● **Stated problem**:
Output every one of the records below without changing a character, and leave the pictures out.

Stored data
──────────────────────────────
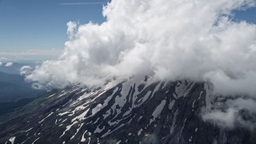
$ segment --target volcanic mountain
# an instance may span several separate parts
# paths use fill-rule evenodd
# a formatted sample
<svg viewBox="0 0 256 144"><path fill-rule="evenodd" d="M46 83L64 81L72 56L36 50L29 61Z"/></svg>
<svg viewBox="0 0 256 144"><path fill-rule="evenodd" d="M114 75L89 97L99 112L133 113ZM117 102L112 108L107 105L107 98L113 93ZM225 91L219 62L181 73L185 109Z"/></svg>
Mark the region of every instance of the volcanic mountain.
<svg viewBox="0 0 256 144"><path fill-rule="evenodd" d="M255 143L255 131L202 118L212 86L146 77L54 90L1 118L0 143Z"/></svg>

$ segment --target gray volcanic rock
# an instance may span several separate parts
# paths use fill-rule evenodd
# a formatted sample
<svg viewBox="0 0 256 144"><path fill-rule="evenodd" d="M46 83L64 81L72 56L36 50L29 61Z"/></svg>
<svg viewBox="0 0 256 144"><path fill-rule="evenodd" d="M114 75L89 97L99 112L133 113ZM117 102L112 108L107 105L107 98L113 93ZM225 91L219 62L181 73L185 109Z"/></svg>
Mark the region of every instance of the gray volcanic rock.
<svg viewBox="0 0 256 144"><path fill-rule="evenodd" d="M208 83L135 78L74 85L10 116L0 124L0 143L256 143L255 132L202 120L214 102L210 90Z"/></svg>

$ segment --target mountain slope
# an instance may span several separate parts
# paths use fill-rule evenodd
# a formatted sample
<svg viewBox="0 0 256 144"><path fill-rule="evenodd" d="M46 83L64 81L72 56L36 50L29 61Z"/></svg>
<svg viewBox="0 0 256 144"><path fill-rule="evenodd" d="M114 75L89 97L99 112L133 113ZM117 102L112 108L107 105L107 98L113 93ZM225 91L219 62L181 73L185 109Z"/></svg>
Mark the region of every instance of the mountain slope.
<svg viewBox="0 0 256 144"><path fill-rule="evenodd" d="M0 143L255 143L255 132L204 122L211 85L134 78L51 92L0 124ZM11 118L11 117L10 117Z"/></svg>

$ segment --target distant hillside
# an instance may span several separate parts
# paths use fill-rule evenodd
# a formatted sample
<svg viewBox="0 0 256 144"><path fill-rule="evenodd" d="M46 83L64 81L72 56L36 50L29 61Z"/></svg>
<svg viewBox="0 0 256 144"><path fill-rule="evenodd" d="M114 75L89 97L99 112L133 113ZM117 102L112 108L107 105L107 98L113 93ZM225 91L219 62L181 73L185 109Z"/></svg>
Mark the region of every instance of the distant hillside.
<svg viewBox="0 0 256 144"><path fill-rule="evenodd" d="M32 89L31 83L25 82L20 74L0 72L0 102L34 97L42 91Z"/></svg>

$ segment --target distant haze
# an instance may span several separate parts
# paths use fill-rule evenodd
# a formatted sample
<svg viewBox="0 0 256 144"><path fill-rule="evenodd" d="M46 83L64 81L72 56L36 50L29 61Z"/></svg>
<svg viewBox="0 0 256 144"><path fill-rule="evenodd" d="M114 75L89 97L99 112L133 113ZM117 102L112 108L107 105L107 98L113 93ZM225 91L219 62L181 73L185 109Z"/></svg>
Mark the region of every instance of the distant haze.
<svg viewBox="0 0 256 144"><path fill-rule="evenodd" d="M203 114L232 127L239 110L256 113L256 25L232 20L232 11L253 6L253 0L112 0L102 24L68 22L59 59L44 62L26 79L38 87L93 86L107 76L208 82L214 94L250 97Z"/></svg>

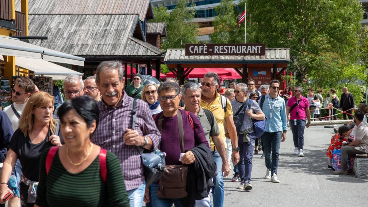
──────────────────────────────
● **Task solution**:
$ segment --target volcanic mountain
# an instance may span several separate parts
# paths use fill-rule evenodd
# a formatted sample
<svg viewBox="0 0 256 144"><path fill-rule="evenodd" d="M46 83L64 81L72 56L36 50L29 61Z"/></svg>
<svg viewBox="0 0 256 144"><path fill-rule="evenodd" d="M114 75L89 97L99 112L133 113ZM117 102L112 108L107 105L107 98L113 93ZM225 91L219 62L181 73L185 109Z"/></svg>
Mark the region of every instance of the volcanic mountain.
<svg viewBox="0 0 256 144"><path fill-rule="evenodd" d="M255 143L255 131L202 118L212 86L146 77L54 90L1 118L0 143Z"/></svg>

$ segment --target gray volcanic rock
# an instance may span several separate parts
# paths use fill-rule evenodd
# a formatted sample
<svg viewBox="0 0 256 144"><path fill-rule="evenodd" d="M46 83L64 81L72 56L36 50L29 61Z"/></svg>
<svg viewBox="0 0 256 144"><path fill-rule="evenodd" d="M114 75L89 97L99 112L133 113ZM117 102L112 108L107 105L107 98L113 93ZM225 91L219 62L181 73L185 109Z"/></svg>
Mark the region of every instance of the gray volcanic rock.
<svg viewBox="0 0 256 144"><path fill-rule="evenodd" d="M208 83L135 78L74 85L10 116L0 124L0 143L256 143L255 132L202 120L214 102L210 90Z"/></svg>

$ segment --target mountain slope
# an instance may span several separate parts
# paths use fill-rule evenodd
# a formatted sample
<svg viewBox="0 0 256 144"><path fill-rule="evenodd" d="M46 83L64 81L72 56L36 50L29 61Z"/></svg>
<svg viewBox="0 0 256 144"><path fill-rule="evenodd" d="M114 75L89 97L99 112L133 113ZM117 102L112 108L107 105L107 98L113 93ZM225 91L219 62L181 73L185 109Z"/></svg>
Mark the region of every instance of the mountain slope.
<svg viewBox="0 0 256 144"><path fill-rule="evenodd" d="M0 143L255 143L255 132L204 122L211 85L134 78L51 92L0 124ZM11 118L11 117L10 117Z"/></svg>

$ segment --target distant hillside
# an instance may span several separate parts
# paths use fill-rule evenodd
# a formatted sample
<svg viewBox="0 0 256 144"><path fill-rule="evenodd" d="M46 83L64 81L72 56L36 50L29 61Z"/></svg>
<svg viewBox="0 0 256 144"><path fill-rule="evenodd" d="M114 75L89 97L99 112L133 113ZM117 102L112 108L107 105L107 98L113 93ZM225 91L219 62L181 73L185 109Z"/></svg>
Mark the region of every instance of the distant hillside.
<svg viewBox="0 0 256 144"><path fill-rule="evenodd" d="M32 89L31 83L25 82L20 74L0 72L0 102L34 97L42 91Z"/></svg>

$ segment --target distant haze
# an instance may span several separate parts
# paths use fill-rule evenodd
# a formatted sample
<svg viewBox="0 0 256 144"><path fill-rule="evenodd" d="M46 83L64 81L72 56L36 50L29 61Z"/></svg>
<svg viewBox="0 0 256 144"><path fill-rule="evenodd" d="M114 75L89 97L99 112L133 113ZM117 102L112 108L107 105L107 98L113 93ZM225 91L219 62L181 73L185 109Z"/></svg>
Mark the region of every instance of the distant haze.
<svg viewBox="0 0 256 144"><path fill-rule="evenodd" d="M203 114L232 127L239 110L256 113L256 25L232 20L232 11L253 6L253 0L112 0L102 24L68 22L59 59L44 62L26 79L38 87L93 86L107 76L208 82L214 94L250 97Z"/></svg>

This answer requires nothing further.